[Stored records]
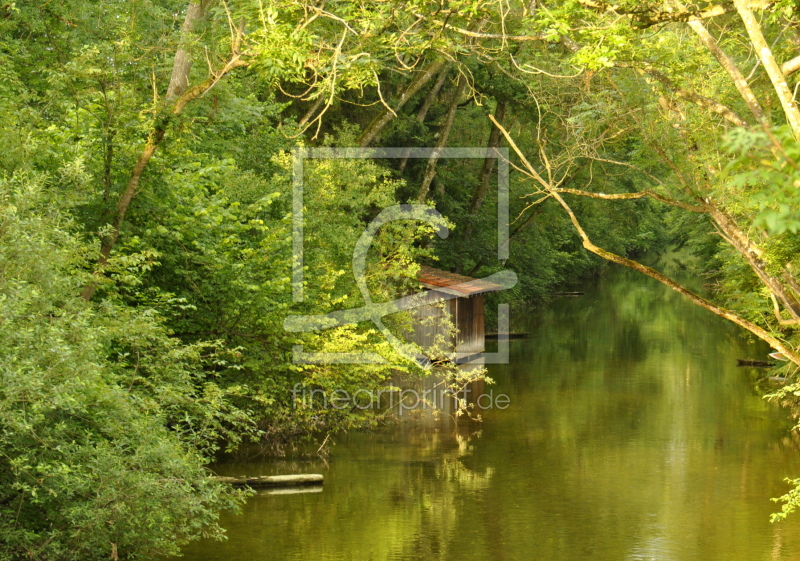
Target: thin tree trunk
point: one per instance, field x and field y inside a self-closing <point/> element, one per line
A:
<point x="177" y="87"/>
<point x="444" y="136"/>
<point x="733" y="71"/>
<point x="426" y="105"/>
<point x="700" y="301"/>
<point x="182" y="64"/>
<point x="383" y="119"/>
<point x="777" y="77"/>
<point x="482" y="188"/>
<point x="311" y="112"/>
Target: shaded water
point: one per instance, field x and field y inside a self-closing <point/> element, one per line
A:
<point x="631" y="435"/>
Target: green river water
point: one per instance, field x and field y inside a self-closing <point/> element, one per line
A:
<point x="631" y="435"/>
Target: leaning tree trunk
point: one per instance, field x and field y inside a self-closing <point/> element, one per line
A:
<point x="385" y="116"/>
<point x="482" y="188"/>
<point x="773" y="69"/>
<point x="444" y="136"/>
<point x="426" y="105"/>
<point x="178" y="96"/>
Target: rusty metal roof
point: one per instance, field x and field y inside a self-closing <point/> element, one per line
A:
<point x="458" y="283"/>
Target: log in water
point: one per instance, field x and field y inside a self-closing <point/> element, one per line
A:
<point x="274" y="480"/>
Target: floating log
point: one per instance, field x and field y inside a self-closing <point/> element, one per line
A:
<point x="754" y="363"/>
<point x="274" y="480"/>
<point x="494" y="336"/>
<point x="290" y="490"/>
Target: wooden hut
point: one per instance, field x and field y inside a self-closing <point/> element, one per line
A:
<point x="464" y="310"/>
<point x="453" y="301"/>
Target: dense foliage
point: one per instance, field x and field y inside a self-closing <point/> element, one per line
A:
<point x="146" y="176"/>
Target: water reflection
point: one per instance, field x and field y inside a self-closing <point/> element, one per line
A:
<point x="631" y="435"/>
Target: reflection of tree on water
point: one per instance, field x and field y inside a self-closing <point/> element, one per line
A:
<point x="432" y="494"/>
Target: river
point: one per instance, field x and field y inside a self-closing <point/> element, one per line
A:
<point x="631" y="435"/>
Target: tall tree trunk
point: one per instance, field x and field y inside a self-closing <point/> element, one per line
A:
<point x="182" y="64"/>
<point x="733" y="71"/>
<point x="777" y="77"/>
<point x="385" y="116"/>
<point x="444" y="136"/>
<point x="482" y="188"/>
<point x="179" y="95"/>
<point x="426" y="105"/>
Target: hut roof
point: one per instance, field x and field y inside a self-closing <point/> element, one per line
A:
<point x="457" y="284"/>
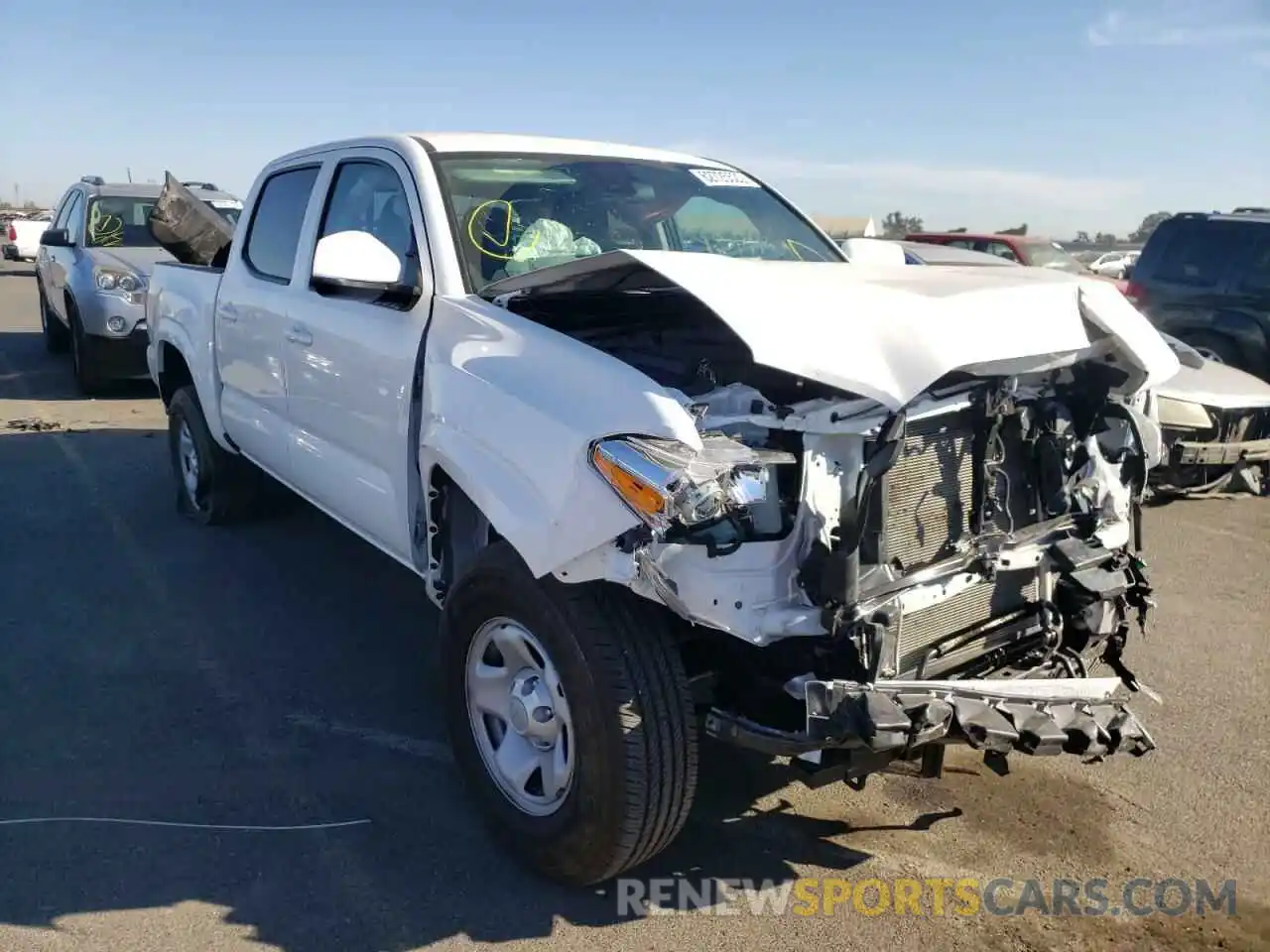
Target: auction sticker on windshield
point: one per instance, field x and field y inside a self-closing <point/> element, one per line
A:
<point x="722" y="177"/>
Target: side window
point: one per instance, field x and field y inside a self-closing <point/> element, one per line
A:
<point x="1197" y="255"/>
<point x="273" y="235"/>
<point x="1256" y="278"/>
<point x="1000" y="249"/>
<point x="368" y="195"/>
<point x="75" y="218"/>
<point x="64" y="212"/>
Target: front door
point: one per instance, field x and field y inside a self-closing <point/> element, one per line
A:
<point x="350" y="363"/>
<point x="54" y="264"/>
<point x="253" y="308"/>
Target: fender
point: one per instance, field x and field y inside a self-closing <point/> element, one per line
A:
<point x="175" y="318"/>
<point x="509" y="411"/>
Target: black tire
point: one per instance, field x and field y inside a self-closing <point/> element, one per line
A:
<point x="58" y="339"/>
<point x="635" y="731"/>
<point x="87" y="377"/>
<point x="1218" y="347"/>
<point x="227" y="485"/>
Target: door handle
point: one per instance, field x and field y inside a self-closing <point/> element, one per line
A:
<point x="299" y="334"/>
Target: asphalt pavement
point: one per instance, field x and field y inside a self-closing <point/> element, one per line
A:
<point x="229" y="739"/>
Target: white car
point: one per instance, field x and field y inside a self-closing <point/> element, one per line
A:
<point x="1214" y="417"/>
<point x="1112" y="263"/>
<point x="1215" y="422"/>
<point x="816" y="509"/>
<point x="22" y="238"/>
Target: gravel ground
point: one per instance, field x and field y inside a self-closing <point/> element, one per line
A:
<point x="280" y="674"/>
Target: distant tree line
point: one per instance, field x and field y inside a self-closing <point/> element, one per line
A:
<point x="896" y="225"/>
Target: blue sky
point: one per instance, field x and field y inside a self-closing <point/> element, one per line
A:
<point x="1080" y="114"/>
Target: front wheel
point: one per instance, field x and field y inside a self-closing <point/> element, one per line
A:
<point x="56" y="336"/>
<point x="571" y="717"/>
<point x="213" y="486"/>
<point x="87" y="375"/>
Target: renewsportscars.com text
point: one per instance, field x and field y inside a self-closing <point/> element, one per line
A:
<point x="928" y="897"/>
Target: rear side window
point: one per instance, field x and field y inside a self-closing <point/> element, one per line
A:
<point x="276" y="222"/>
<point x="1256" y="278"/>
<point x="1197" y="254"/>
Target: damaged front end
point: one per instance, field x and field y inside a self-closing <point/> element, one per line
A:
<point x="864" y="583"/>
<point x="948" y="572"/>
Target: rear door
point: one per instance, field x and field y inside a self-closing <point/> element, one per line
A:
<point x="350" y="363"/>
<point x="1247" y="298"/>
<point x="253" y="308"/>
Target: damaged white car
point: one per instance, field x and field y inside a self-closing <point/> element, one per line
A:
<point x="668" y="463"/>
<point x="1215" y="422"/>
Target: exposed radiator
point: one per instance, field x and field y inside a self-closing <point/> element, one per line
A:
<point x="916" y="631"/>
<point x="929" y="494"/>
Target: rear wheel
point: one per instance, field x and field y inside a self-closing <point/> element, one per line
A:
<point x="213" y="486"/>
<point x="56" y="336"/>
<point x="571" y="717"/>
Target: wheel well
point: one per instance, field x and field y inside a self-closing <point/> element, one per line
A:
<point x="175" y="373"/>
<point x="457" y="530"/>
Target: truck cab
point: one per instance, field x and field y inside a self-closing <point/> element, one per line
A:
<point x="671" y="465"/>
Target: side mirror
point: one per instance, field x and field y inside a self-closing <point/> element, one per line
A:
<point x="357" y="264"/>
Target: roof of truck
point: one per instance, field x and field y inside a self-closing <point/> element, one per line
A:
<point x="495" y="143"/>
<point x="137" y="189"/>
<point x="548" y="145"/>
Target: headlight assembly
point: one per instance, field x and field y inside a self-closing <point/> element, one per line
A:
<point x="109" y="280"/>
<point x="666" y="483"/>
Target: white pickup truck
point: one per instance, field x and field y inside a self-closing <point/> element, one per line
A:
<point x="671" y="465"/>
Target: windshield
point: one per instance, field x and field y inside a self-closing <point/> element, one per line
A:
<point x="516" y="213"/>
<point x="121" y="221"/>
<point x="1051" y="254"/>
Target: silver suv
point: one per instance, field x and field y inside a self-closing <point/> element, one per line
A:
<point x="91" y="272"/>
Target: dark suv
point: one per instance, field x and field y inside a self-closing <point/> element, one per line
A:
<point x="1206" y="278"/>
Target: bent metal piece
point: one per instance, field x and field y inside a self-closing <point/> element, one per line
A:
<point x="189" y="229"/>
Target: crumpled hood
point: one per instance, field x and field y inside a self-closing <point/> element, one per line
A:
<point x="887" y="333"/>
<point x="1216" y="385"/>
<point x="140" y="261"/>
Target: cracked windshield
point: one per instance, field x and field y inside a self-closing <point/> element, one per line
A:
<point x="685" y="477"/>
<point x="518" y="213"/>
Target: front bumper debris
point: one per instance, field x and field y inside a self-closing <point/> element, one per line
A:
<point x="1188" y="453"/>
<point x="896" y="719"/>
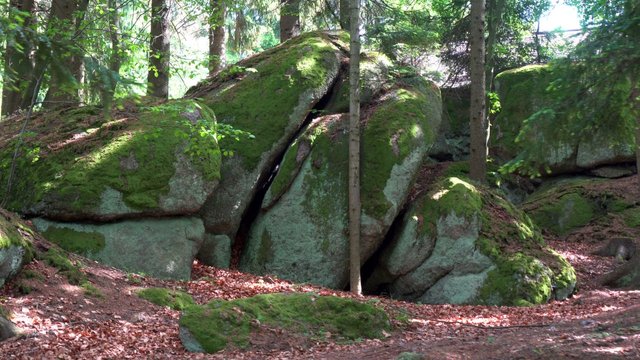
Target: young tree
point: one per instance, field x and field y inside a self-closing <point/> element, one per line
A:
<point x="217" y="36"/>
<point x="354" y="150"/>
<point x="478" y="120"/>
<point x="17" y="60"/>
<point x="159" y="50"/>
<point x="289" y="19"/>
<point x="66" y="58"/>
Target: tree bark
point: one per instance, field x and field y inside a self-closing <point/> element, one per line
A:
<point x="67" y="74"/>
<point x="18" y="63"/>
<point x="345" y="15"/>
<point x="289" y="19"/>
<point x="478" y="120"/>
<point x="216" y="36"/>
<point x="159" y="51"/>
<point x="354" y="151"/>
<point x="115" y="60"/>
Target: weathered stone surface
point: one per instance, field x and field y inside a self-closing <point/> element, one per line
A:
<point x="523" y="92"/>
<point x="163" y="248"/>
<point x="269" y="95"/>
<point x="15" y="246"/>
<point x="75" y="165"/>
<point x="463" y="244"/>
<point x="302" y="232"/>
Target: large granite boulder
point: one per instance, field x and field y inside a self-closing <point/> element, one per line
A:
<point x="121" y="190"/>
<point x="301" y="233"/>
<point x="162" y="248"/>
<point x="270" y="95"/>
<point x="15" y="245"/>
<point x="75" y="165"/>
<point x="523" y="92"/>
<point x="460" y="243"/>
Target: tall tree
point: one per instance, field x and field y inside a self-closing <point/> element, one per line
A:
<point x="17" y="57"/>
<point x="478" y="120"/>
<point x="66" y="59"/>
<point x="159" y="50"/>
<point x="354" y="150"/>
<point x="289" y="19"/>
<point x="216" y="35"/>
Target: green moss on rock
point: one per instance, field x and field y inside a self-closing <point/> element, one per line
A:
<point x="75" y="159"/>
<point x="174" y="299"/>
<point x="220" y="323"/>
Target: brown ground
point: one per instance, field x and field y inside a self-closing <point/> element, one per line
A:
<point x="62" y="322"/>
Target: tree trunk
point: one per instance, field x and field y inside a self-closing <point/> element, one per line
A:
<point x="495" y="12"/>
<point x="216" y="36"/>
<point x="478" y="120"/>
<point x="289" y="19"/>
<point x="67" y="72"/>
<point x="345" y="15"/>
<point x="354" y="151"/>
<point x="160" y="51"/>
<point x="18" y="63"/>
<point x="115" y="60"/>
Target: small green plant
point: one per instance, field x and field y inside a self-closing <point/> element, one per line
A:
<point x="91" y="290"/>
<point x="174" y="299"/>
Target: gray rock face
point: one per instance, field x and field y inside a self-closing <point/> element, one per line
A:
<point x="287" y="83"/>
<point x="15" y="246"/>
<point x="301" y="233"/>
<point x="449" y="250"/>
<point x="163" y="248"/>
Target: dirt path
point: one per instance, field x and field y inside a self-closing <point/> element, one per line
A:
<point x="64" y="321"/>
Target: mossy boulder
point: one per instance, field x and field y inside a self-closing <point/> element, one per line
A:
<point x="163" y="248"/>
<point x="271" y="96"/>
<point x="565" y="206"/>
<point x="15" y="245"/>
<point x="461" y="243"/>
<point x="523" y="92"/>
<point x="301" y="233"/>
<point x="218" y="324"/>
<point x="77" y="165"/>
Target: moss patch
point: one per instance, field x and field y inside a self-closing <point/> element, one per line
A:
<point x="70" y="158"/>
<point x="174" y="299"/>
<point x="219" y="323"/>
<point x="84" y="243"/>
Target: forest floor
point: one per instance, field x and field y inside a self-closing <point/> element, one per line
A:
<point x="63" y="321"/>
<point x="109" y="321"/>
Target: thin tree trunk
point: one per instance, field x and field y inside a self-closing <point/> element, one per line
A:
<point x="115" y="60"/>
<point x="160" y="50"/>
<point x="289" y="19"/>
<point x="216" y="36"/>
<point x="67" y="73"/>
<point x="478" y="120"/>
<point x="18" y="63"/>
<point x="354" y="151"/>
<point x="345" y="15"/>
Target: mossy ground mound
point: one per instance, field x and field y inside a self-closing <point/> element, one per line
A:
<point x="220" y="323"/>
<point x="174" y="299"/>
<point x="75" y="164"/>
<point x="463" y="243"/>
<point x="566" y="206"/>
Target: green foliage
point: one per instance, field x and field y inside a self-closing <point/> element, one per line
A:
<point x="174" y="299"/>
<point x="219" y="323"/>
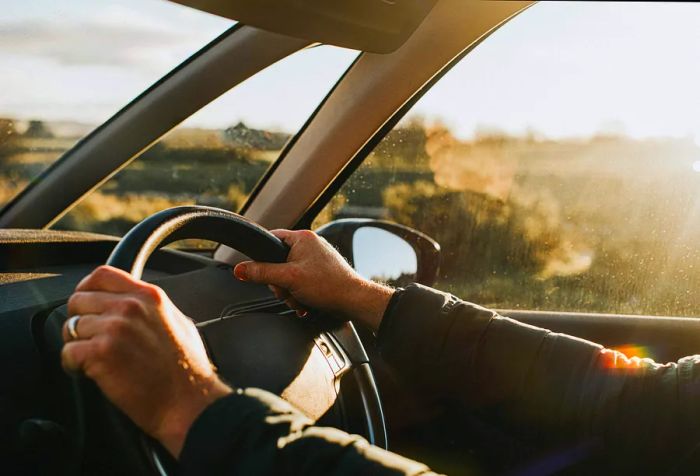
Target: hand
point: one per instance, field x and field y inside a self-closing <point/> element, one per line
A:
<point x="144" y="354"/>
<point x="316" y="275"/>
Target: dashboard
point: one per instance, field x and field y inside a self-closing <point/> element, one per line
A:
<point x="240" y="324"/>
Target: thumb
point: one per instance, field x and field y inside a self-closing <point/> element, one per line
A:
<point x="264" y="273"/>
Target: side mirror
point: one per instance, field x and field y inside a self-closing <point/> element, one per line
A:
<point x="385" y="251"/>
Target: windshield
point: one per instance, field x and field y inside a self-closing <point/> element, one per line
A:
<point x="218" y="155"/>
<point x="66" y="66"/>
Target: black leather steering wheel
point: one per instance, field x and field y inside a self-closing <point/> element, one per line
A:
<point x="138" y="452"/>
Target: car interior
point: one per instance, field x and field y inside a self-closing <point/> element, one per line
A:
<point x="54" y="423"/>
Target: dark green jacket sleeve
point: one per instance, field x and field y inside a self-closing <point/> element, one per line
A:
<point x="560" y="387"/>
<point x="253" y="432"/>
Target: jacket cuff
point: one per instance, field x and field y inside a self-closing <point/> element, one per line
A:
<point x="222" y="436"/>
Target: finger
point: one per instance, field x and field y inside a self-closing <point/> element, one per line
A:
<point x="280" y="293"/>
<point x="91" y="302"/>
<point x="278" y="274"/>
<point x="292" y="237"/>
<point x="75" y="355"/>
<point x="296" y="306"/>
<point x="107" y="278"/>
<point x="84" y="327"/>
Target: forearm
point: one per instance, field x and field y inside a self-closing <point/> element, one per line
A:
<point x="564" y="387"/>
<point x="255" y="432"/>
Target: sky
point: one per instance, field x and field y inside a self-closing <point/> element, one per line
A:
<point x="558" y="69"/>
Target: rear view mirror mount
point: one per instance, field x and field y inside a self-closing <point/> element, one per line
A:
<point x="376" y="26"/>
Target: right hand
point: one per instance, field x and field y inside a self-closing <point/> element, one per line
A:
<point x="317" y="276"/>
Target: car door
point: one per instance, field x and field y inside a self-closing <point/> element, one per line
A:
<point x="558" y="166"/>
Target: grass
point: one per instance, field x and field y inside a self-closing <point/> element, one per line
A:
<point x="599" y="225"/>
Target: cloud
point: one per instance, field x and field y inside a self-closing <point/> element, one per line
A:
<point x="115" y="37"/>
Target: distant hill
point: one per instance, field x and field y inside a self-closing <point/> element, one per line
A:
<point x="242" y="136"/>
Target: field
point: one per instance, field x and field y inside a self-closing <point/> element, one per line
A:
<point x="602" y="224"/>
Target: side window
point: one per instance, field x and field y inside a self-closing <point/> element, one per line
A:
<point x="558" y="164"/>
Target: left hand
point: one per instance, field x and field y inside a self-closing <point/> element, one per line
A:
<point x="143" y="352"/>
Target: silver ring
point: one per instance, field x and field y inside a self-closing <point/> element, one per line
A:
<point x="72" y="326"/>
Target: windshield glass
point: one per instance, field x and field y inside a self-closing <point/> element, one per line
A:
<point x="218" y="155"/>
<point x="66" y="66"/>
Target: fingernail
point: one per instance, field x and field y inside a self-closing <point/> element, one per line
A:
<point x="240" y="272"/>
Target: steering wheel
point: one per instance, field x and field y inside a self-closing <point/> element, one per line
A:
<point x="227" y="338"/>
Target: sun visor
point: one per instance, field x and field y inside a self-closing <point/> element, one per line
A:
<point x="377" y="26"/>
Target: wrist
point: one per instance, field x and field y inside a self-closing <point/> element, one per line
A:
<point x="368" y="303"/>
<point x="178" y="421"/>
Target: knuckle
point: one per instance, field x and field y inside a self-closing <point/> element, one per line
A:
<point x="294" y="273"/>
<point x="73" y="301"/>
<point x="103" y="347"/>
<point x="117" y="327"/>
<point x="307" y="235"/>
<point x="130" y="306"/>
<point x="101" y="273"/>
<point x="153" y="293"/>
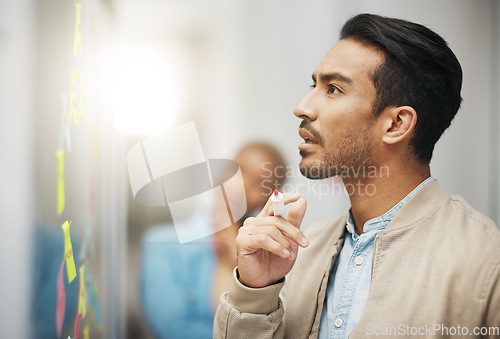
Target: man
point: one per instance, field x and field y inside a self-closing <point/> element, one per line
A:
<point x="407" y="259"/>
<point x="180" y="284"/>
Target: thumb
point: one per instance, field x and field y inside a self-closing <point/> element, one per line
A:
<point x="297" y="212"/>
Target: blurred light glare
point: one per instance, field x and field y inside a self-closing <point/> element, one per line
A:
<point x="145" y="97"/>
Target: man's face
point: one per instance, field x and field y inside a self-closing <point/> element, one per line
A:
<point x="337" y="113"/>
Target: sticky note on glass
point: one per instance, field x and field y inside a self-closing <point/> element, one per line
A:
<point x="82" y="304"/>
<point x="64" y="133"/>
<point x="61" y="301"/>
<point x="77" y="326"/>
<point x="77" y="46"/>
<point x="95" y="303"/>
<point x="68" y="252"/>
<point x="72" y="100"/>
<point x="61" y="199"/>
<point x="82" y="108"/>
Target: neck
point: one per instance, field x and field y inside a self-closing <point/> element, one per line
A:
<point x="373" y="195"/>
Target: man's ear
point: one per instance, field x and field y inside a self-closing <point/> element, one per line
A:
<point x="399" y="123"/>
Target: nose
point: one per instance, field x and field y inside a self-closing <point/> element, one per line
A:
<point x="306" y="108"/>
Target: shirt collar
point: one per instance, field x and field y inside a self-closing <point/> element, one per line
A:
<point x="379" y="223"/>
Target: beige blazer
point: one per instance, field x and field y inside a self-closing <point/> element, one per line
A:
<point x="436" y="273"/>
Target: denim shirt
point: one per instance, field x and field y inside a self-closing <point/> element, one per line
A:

:: INSTRUCTIONS FOR THE TASK ::
Return, word for word, every line from the line with "Target: man's ear" to the final line of the data.

:: COMPLETED EXERCISE ::
Target: man's ear
point: one per instance, field x and field y inside a self-closing <point/> element, one per line
A:
<point x="399" y="123"/>
Target: nose
point: one per instance, field x and field y inside a self-closing <point/> element, one per line
A:
<point x="306" y="108"/>
Target: shirt collar
point: one per instance, field x and field y inside a self-closing <point/> element, one per line
A:
<point x="379" y="223"/>
Target: beige blazer
point: one per instance, field x and field y inside a self-closing <point/> element, one per line
A:
<point x="436" y="273"/>
Target: denim shirt
point: one per instance, field x and field y inside a self-closing <point/> element, one per line
A:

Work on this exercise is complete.